# [指示内容 A]
リストの先頭行から「left=56, top=381, right=540, bottom=670」を含む行まで（その行も含む）を、空行を除いて「行番号」と「行」の2列からなるMarkdown表として出力してください。

# [提示本文]
アラサーホストになる【エピソード5 ホストクラブのエースって】

  

エース

 

客の中で一番お金を使ってくれる子をエースと言う。

これもホスト用語なので、ここで触れておく。

 

ホストの売り上げを安定して支えてくれるエースの多くが風俗嬢だ。

 

たくさん細い客を抱えているより、1人大金を使ってくれる太客がいた方が全然強い。

言ってしまえば、毎月100万円使ってくれる客が1人いれば、それだけでホストの生活は成立してしまうし、うちの店でならナンバー1.2を狙える。

 

怖い話しだが、売り上げを上げる為に、昼間の仕事の客を風俗に転職させて、金を稼がせるなんて事もザラにある。

 

人店して3か月経った10月

僕にもエースが出来た。

 

先輩のホストで一番仲が良かった、あゆむちゃんがツイキャスで引っ張て来た子だった。

あゆむちゃんは僕が入る1ヶ月くらい前に入店した先輩で、ちょいちょいツイキャスから客を連れてくる。

 

うちに来る前は歌舞伎で5年ホストをしていたらしい。

何がきっかけかは知らないが歌舞伎をドロップアウトして、立川にやってきたみたいだ。

色白で背が高くて、可愛い顔をしてる。年齢は30歳だけど、全く見えない。

未成年でも通用しそうな感じがする。

 

そしてこのあゆむちゃんは中々クズだ。

 

 

ホストはクズが多い

 

自分にエースが出来て、ナンバー入りした経過は後で説明するとして

クズすぎるあゆむちゃんの性格をここで説明しておく。

 

まずあゆむちゃんはレギュラーなのに、遅刻欠勤が多すぎる。

 

ナンバーにも入っていたし、ホストとしての売り上げもそこそこあったけど、結局、罰金や売り掛けが多すぎて給料がマイナスになっていた。

 

どうやって生活していたかと言うと、一人の客から裏引きして生活をしていた。

会う度に、何かと理由をつけて諭吉を巻き上げていた。

いわゆるママ活みたいなものだ。

 

まあ、はっきりいってホストはクズが多い。

金の無い環境がそうさせるのか、元からクズなのかは知らないけど、客から裏引きしているホストなんてザラにいる。

 

しかし、店に金を入れて売り上げにするか、直接金をもらうかの違いで、少し冷静に考えると大差も無い気がする。

結局の所、客は担当ホストの事が好きで会いたいだけのパターンが多いので、店で会って金を使おうが、外で会って金を使おうがそんなに変わらないのかもしれない。

この辺はどうしてもグレーゾーンの仕事をしていると脳がバグってくる。

 

しかし、あゆむちゃんの何がクズいかって、 客から幾ら裏引きしようと、その金を秒でパチスロに溶かす事だった。

 

「さっきまで4万あったのに」

と、そのような事をよく言っていた。

 

ギャンブル好きなホストもめちゃめちゃ多い。

金が無いくせにギャンブルをやる。

 

やっぱり根っからクズなのかもしれない。

 

 

一旦話を戻す。

 

そんなクズのあゆむちゃんがツイキャスで連れてきた客が、僕の最初のエースになった。 

 

出会いが結構衝撃的だったので書いておこうと思う。

# [入力リスト]
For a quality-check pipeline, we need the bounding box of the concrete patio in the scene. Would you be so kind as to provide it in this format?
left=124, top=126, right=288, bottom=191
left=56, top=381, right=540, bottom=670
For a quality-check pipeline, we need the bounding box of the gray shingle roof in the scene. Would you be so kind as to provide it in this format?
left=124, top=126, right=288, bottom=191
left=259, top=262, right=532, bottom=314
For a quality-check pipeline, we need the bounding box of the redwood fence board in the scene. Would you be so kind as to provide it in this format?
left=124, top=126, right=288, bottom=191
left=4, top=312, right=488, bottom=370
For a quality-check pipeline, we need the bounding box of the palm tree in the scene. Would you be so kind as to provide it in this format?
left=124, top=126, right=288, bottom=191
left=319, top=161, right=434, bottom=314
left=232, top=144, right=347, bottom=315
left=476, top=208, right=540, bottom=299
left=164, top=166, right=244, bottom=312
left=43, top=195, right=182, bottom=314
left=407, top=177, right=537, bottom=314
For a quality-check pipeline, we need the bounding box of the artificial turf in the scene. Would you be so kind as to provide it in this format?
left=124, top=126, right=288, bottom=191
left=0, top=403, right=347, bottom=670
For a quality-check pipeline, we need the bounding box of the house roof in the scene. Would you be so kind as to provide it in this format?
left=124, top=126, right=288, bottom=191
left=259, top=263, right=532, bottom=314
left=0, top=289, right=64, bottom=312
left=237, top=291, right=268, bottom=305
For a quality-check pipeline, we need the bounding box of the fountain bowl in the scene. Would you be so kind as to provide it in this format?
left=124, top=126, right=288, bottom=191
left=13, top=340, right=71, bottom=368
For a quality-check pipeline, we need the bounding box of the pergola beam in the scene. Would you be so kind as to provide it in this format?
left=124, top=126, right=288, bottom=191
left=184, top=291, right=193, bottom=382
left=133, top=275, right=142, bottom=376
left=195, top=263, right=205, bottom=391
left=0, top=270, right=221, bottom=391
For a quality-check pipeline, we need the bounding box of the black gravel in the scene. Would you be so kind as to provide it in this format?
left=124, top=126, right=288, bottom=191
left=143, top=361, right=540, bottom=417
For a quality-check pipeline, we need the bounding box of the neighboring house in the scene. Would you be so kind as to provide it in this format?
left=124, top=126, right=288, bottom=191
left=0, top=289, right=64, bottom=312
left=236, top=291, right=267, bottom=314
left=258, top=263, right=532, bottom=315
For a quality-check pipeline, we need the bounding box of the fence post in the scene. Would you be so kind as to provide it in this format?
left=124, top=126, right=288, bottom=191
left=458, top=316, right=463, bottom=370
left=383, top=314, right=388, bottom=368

# [指示内容 B]
本文の「まあ、はっきりいってホストはクズが多い。」から「に変わらないのかもしれない。」までを、両端も含めて一字一句そのまま繰り返してください。

# [解答 A]
| 行番号 | 行 |
|---|---|
| 1 | For a quality-check pipeline, we need the bounding box of the concrete patio in the scene. Would you be so kind as to provide it in this format? |
| 2 | left=124, top=126, right=288, bottom=191 |
| 3 | left=56, top=381, right=540, bottom=670 |

# [解答 B]
まあ、はっきりいってホストはクズが多い。

金の無い環境がそうさせるのか、元からクズなのかは知らないけど、客から裏引きしているホストなんてザラにいる。

 

しかし、店に金を入れて売り上げにするか、直接金をもらうかの違いで、少し冷静に考えると大差も無い気がする。

結局の所、客は担当ホストの事が好きで会いたいだけのパターンが多いので、店で会って金を使おうが、外で会って金を使おうがそんなに変わらないのかもしれない。